• **Описание задания**
Напишите продолжение приведённого ниже текста о внутренней политике Петра III, начиная сразу после его последнего предложения.

• **Исходный текст**
Во внутренней политике Петр выказал себя тоже очень смелым реформатором. Указы следовали за указами: о секуляризации владений духовенства, об освобождении дворянства от обязательной службы, об упразднении «тайной канцелярии», т.е. отделения политической полиции. Что значило это поспешное законодательство? Был Петр в самом деле либерален? Если верить князю Петру Долгорукову, один из современников Петра III, князь Михаил Щербатов, объяснял по-своему появление указа о дворянстве. Раз вечером, когда Петру хотелось изменить своей любовнице, он позвал к себе статс-секретаря Дмитрия Волкова и обратился к нему с такими словами: «Я сказал Воронцовой, что поработаю с тобой часть ночи над законом чрезвычайной важности. Мне нужен поэтому на завтра указ, о котором говорили бы при дворе и в городе». Волков поклонился, и на следующий день Петр был очень доволен, но и дворянство тоже. Но возможно, что, поддаваясь отчасти влиянию окружающих и осуществляя не задумываясь идеи, внушаемые ему со стороны, Петр подчинялся в то же время и тому разрушительному инстинкту, который так часто встречается у детей и заставляет их ломать все, что подвернется им под руку, и при этом беспокойном уме Петра эта страсть разрушения принимала у него особенно угрожающий характер. Ему нравилось одним росчерком пера переворачивать весь строй государства и видеть вокруг себя испуганные этими переменами лица. В этом выражались теперь его шалости. А может быть, он хотел подражать Фридриху. Но во всяком случае он искренно забавлялся и надеялся стать, в свою очередь, великим государем.

• **Сохранённые записи**

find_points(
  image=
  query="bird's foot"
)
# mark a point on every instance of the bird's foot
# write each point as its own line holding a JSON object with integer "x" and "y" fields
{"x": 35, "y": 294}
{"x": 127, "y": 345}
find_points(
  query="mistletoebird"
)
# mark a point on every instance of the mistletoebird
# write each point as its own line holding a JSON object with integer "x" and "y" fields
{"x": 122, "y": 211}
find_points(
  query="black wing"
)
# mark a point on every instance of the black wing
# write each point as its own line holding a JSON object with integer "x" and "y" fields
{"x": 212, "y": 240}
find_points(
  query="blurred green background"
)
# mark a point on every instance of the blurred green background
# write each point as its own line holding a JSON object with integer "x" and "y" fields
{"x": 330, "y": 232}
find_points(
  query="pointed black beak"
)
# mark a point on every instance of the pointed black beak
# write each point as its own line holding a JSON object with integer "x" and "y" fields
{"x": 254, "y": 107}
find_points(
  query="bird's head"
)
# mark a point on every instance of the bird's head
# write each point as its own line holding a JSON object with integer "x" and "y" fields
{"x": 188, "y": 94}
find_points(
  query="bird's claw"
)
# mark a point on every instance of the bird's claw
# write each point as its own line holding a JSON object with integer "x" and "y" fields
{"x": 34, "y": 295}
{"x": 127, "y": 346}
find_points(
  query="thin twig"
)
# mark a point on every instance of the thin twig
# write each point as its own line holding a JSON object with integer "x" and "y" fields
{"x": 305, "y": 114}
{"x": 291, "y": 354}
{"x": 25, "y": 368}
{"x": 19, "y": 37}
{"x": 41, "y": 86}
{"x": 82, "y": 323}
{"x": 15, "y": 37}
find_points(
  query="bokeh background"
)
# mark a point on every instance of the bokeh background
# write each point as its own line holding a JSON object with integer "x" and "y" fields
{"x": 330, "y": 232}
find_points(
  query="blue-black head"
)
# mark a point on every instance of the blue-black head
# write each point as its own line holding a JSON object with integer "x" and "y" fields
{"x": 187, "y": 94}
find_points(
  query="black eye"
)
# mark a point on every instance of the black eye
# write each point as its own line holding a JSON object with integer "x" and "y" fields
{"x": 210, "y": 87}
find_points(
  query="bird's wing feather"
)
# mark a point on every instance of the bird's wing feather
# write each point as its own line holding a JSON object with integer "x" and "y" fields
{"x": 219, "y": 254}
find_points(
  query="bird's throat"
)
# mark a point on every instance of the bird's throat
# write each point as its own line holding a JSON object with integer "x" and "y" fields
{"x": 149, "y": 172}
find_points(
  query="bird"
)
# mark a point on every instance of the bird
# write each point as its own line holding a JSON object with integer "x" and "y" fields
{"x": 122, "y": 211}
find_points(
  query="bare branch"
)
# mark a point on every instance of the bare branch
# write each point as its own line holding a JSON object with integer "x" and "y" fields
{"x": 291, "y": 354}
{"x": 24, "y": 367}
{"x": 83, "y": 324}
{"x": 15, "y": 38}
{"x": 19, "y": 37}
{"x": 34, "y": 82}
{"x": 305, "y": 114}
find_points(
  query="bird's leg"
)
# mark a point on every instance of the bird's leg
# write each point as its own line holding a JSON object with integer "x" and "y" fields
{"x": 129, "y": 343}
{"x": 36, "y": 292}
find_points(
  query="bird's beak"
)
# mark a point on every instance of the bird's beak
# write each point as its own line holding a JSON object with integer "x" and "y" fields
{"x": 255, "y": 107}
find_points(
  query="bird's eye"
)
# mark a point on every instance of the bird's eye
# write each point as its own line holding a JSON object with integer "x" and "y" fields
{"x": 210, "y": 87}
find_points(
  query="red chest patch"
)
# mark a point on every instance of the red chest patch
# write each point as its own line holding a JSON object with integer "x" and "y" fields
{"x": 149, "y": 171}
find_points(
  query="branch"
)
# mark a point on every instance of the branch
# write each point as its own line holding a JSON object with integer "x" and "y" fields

• **Результат задания**
Рисковал ли он лишиться любви подданных и поколебать самый престол этой смелой ломкой внешней и внутренней политики? Не думаем. Чего только его подданные не видели и прежде! Духовенству был, разумеется, нанесен страшный удар, но оно промолчало. Дворянство имело повод радоваться, но оно осталось одинаково безмолвным. Только сенат предложил воздвигнуть императору золотую статую, от которой тот отказался. Впоследствии все уверяли, что видели симптомы полной дезорганизации в правительственной машине России еще до события, положившего конец новому царствованию. Но такие наблюдения всегда делаются задним числом. А пока Петр царствовал спокойно, несмотря на свои фантастические выходки: ведь Бирон, до него, позволял себе еще более рискованные. И, очевидно, государственный механизм России походил на те массивные сани, которые везли до Москвы Екатерину и ее участь: ему были не страшны никакие ухабы, никакие потрясения.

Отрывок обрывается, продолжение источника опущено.